— DIRECTIVE —
Produce an exact copy of the lines from the line that contains "as in (513,94)" to the end of the listing below.

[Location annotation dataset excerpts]
▬▬▬▬▬▬
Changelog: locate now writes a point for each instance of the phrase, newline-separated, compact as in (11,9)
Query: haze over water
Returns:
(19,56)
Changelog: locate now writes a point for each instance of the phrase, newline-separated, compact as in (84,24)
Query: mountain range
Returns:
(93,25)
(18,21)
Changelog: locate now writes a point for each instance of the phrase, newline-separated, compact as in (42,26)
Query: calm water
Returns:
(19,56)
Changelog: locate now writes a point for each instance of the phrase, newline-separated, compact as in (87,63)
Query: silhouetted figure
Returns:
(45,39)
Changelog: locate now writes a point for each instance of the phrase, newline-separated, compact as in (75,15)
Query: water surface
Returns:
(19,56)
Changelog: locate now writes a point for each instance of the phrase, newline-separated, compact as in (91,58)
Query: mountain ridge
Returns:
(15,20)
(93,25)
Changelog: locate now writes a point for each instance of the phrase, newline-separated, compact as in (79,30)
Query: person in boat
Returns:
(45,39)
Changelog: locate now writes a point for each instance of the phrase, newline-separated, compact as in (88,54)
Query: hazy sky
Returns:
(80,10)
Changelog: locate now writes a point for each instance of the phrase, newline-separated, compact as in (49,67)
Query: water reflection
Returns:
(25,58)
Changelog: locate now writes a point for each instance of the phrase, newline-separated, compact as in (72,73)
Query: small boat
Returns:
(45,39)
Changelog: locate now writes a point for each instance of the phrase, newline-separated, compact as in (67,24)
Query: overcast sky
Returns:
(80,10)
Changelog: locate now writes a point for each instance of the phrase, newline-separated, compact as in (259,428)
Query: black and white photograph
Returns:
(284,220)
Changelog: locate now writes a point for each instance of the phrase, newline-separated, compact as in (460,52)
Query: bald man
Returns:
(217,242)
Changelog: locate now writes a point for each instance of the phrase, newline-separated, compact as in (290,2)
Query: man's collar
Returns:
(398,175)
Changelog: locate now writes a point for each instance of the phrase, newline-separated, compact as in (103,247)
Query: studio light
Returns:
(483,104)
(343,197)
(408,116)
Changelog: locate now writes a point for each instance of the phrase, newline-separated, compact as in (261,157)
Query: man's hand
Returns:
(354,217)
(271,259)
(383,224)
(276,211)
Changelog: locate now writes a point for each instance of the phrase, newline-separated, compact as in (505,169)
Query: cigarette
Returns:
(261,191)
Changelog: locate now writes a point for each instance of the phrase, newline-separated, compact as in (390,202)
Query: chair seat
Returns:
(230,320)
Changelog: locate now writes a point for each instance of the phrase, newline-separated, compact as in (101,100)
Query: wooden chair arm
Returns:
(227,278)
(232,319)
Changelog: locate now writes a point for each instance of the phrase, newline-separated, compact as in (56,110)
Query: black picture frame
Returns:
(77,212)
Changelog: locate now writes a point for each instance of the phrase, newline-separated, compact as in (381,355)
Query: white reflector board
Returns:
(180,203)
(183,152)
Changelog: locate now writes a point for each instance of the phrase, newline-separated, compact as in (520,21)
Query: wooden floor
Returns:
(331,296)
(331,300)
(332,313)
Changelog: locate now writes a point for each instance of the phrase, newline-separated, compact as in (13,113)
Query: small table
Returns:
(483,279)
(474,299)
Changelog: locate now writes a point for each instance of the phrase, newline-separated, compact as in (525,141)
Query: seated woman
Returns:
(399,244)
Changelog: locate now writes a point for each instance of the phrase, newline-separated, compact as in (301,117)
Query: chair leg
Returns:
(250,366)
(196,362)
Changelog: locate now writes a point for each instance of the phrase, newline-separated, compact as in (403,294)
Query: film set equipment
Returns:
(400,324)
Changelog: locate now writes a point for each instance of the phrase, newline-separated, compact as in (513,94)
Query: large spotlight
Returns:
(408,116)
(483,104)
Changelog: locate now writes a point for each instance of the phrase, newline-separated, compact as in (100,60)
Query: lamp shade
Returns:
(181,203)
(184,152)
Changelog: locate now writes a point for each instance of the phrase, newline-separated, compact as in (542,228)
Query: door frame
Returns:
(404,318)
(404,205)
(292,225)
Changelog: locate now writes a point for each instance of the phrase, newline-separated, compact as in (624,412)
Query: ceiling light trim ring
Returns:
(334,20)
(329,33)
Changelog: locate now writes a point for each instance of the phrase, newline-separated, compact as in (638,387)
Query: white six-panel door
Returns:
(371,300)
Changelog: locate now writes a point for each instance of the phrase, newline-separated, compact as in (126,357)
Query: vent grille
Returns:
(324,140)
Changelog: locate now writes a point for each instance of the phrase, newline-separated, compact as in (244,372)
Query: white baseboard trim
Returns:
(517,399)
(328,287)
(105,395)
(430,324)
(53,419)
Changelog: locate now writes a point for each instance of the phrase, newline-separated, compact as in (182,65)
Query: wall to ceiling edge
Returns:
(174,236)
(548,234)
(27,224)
▬▬▬▬▬▬
— ANSWER TO THIS PROBLEM —
Changelog: locate now writes a point for each instance of the phrase, newline-separated, compact as in (513,94)
Query: large spotlight
Returns:
(408,116)
(483,104)
Changelog: locate now writes a point for each instance of the phrase, newline-separated, compact as in (100,60)
Query: lamp shade
Returns:
(181,203)
(184,152)
Changelog: locate now writes a point for each instance of the phrase, newline-separated, compact as in (542,228)
Query: door frame
Returns:
(404,318)
(404,205)
(292,225)
Changelog: locate now writes a point for each instance of the phrase, newline-separated, compact as in (624,412)
Query: ceiling light trim ring
Returns:
(334,20)
(329,33)
Changelog: locate now writes a point for each instance of the phrase, newline-separated, compact as in (638,387)
Query: white six-panel door
Returns:
(371,300)
Changelog: locate now writes a point for each instance of the phrase, newline-separated, compact as in (126,357)
Query: vent grille
Returns:
(324,140)
Changelog: locate now writes a point for each instance of the phrase, newline-separated, compact as in (244,372)
Query: white baseboard trim
Returns:
(517,399)
(328,287)
(105,395)
(430,324)
(53,419)
Changelog: locate now writes a point for each instance of the phrase, newline-separated, compact as in (182,65)
Query: wall to ceiling edge
Returns:
(174,236)
(548,234)
(27,224)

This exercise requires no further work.